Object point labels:

####

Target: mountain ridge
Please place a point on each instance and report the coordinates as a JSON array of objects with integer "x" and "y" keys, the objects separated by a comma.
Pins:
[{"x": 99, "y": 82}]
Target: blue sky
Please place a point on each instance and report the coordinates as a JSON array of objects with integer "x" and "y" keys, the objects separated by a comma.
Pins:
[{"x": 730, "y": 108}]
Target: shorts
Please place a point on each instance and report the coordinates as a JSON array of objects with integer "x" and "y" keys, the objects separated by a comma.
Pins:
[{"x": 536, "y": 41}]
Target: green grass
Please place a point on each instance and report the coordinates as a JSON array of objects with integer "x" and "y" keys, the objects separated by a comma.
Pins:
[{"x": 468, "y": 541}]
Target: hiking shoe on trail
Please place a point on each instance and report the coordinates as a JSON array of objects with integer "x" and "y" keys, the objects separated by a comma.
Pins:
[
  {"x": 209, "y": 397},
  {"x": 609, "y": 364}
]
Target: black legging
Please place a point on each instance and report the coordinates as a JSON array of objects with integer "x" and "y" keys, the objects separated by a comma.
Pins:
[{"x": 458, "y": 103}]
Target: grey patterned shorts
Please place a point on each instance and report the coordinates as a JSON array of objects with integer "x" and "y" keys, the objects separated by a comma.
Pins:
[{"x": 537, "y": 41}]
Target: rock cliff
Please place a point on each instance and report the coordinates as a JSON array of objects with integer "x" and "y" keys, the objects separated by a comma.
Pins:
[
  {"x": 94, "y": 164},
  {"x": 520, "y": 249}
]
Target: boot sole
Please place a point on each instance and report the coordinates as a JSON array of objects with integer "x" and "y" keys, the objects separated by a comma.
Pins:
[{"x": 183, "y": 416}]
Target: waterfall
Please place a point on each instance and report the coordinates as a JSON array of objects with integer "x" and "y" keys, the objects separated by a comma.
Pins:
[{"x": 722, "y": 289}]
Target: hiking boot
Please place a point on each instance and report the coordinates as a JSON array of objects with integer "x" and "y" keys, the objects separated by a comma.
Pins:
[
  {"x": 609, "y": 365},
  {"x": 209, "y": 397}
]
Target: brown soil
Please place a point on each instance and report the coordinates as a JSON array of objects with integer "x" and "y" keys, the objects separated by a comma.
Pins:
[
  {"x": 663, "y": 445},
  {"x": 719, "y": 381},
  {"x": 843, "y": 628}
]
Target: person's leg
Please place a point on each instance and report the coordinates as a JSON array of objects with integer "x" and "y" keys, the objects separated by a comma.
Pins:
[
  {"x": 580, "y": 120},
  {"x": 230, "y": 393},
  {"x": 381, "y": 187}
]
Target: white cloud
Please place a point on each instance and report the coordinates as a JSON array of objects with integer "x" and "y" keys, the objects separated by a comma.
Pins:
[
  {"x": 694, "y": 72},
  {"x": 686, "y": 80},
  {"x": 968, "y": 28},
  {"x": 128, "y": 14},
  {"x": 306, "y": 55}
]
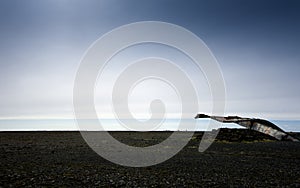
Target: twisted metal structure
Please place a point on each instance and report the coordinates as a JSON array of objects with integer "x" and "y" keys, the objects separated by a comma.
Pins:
[{"x": 259, "y": 125}]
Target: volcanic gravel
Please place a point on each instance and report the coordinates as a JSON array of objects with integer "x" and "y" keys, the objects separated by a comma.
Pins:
[{"x": 63, "y": 159}]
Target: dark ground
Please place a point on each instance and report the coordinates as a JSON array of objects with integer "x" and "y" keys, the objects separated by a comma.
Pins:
[{"x": 239, "y": 158}]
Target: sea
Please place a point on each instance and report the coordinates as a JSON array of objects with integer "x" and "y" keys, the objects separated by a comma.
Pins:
[{"x": 125, "y": 125}]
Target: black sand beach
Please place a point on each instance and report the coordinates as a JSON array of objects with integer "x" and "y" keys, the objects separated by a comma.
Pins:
[{"x": 238, "y": 158}]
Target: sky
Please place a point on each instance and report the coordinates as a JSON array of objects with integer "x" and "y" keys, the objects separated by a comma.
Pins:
[{"x": 256, "y": 43}]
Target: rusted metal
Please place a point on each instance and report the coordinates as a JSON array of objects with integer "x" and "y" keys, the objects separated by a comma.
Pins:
[{"x": 259, "y": 125}]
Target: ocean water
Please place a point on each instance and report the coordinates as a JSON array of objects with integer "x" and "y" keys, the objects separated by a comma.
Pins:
[{"x": 115, "y": 125}]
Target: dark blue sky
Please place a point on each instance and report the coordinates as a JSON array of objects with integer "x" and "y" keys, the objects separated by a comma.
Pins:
[{"x": 257, "y": 44}]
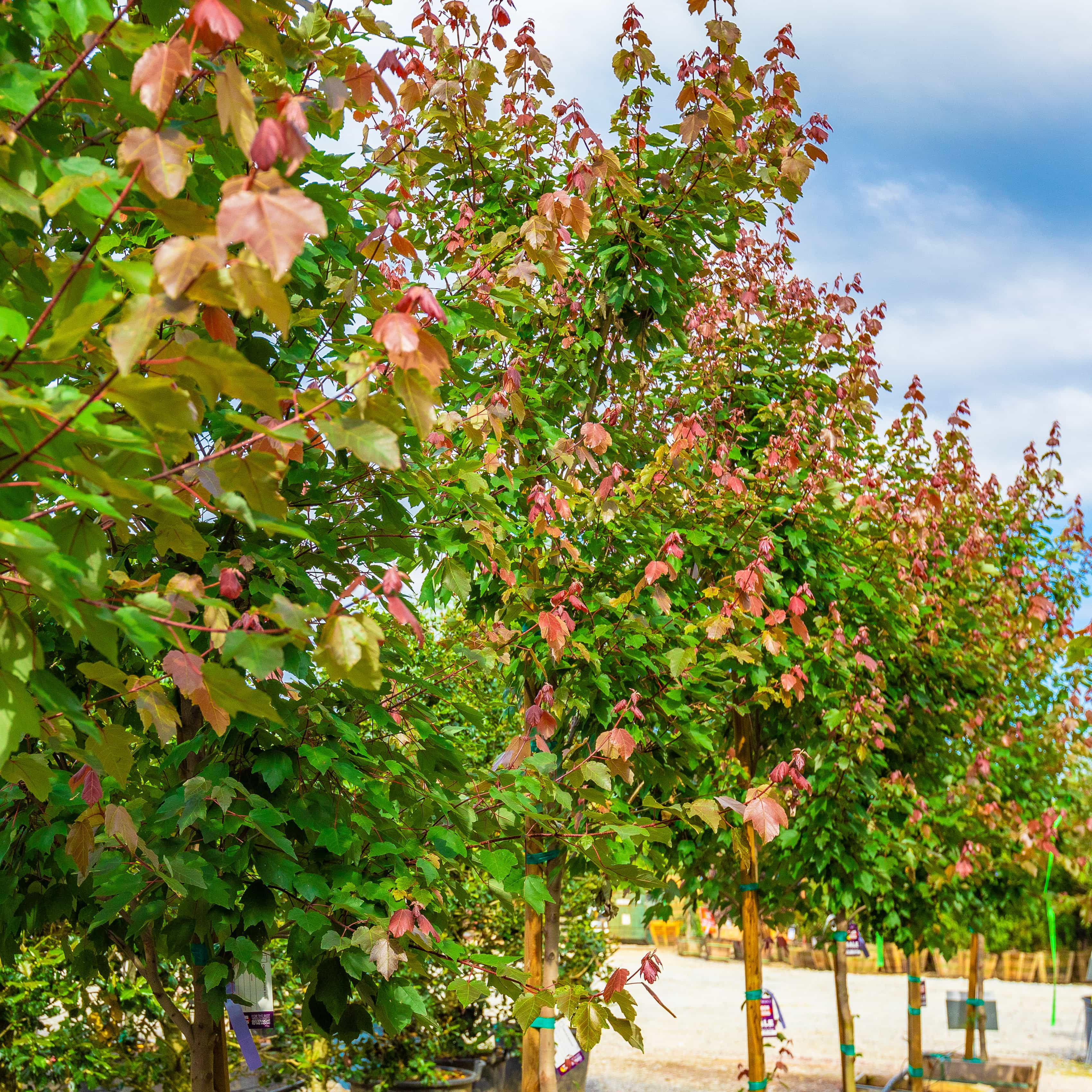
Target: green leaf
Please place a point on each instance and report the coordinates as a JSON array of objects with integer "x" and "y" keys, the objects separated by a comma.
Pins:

####

- YOUR OBJECTIVE -
Write out all of the records above line for line, without any change, and leave the pictures out of your copy.

- EXERCISE OUTPUT -
Target: mountain ridge
Please place a point on each instance and report the coordinates as a JSON array of objects with integer "x" and "y" keys, the objects separated by a comma.
Pins:
[{"x": 99, "y": 82}]
Target: blue sky
Please place a point on each instance and report the coordinates as a JSON array of objects with integer "x" and "y" keys, the objects separated by a comma.
Pins:
[{"x": 730, "y": 108}]
Target: shorts
Please place a point on each instance and report the coordinates as a JSON array of objects with integer "x" and "y" keys, the objects separated by a comma.
Pins:
[{"x": 536, "y": 41}]
Target: green grass
Please place a point on each instance and report the coordinates as a JSON array of objects with integer "x" and "y" keys, the objects separated by a comma.
Pins:
[{"x": 468, "y": 541}]
Target: hiking shoe on trail
Please place a point on each instance and report the coordinates as a JSON array of objects with integer "x" and "y" keys, the objects separated by a comma.
Pins:
[
  {"x": 209, "y": 397},
  {"x": 609, "y": 364}
]
Target: black legging
Please place a point on each instance and report the coordinates as a JSON array of objects with integer "x" and "y" keys, the objects separated by a comma.
Pins:
[{"x": 458, "y": 103}]
Target: grey patterned shorts
Please place a point on each instance and report the coordinates as a JSON array of objects with integer "x" and "y" keys, the objects separated by a comma.
Pins:
[{"x": 537, "y": 41}]
Target: rock cliff
Please place a point on each instance and report the coordinates as a JSON array of objects with integer "x" and "y" keys, the objects separated by a comma.
Pins:
[
  {"x": 94, "y": 164},
  {"x": 520, "y": 249}
]
Target: boot sole
Please place a point on each instance and report the coordinates as a JSON array of objects with integer "x" and "y" keys, the objects separated by a comma.
Pins:
[{"x": 183, "y": 416}]
Target: waterfall
Please place a point on each instance and report the coordinates as a JSON array of objects with integer "x" and "y" keys, the objects separated by a comma.
Pins:
[{"x": 722, "y": 289}]
Target: hiking boot
Please place a point on each instance and report the coordinates as a JSON array of objects with integer "x" and "y" keys, the objects separated by a comma.
Pins:
[
  {"x": 609, "y": 365},
  {"x": 209, "y": 397}
]
Target: brown soil
Please place a point on each instance and report the coordinates as a JSON array of objects with integer "x" and "y" keys, the objects separated by a comma.
Pins:
[
  {"x": 663, "y": 445},
  {"x": 719, "y": 381},
  {"x": 843, "y": 628}
]
Target: person's leg
Please place a point on each instance and report the coordinates as a JSON array of objects with integer "x" and "y" keys, the objects separated by a comma.
Pins:
[
  {"x": 580, "y": 120},
  {"x": 230, "y": 393},
  {"x": 381, "y": 187}
]
Target: white cloud
Please place a point on each instance and report the coordinates as a JSON array of objects with integer "x" and "y" keys, the objects separated by a comma.
Pins:
[
  {"x": 694, "y": 72},
  {"x": 686, "y": 80},
  {"x": 968, "y": 28},
  {"x": 128, "y": 14},
  {"x": 306, "y": 55}
]
Target: twisted metal structure
Please place a point on each instance and report the coordinates as a JSON array of objects with integer "x" and "y" keys, the objects separated by a comma.
Pins:
[{"x": 259, "y": 125}]
Target: volcanic gravel
Please place a point on each instance and report the coordinates as a JSON array of objects with integer "x" and "y" keys, the objects separated by a comma.
Pins:
[{"x": 63, "y": 159}]
Target: dark ground
Please place a point on each instance and report the coordinates as a JSON array of objects with integer "x" and "y" keys, the objects separated by a comma.
Pins:
[{"x": 239, "y": 158}]
Target: sea
Please place a point on each instance and report the coordinates as a JSON array of objects with integer "x" and "y" keys, the objects separated by a comma.
Pins:
[{"x": 125, "y": 125}]
Target: black sand beach
Please place a point on each instance and report the coordinates as a JSON array of objects with integer "x" and "y" keys, the objects separated by a comma.
Pins:
[{"x": 238, "y": 158}]
Target: sky
Please place a point on each instance and report the coordinates as a JSON array of objects with integer "x" and "y" keys, the objects separated by a comma.
Pins:
[{"x": 256, "y": 43}]
Target: rusted metal
Please place a point on each instance and report the coordinates as a JSON array of objects with integer "x" and "y" keys, the objects separated by a comma.
Pins:
[{"x": 259, "y": 125}]
Target: ocean water
Please place a point on each instance and report the coordinates as a JSON array of objects with integer "x" and "y" keys, the objects separated by a comma.
Pins:
[{"x": 115, "y": 125}]
Target: dark blue sky
Please place a point on each instance and report the coordinates as a JSON array of objects with integer "x" and "y" keys, the objects separated by a comma.
Pins:
[{"x": 257, "y": 44}]
Target: green leaf
Please place a point on each instance and report the coordinates as a JSON array of objects with integer "x" and "y" keys, the objects separated by a comma.
Pins:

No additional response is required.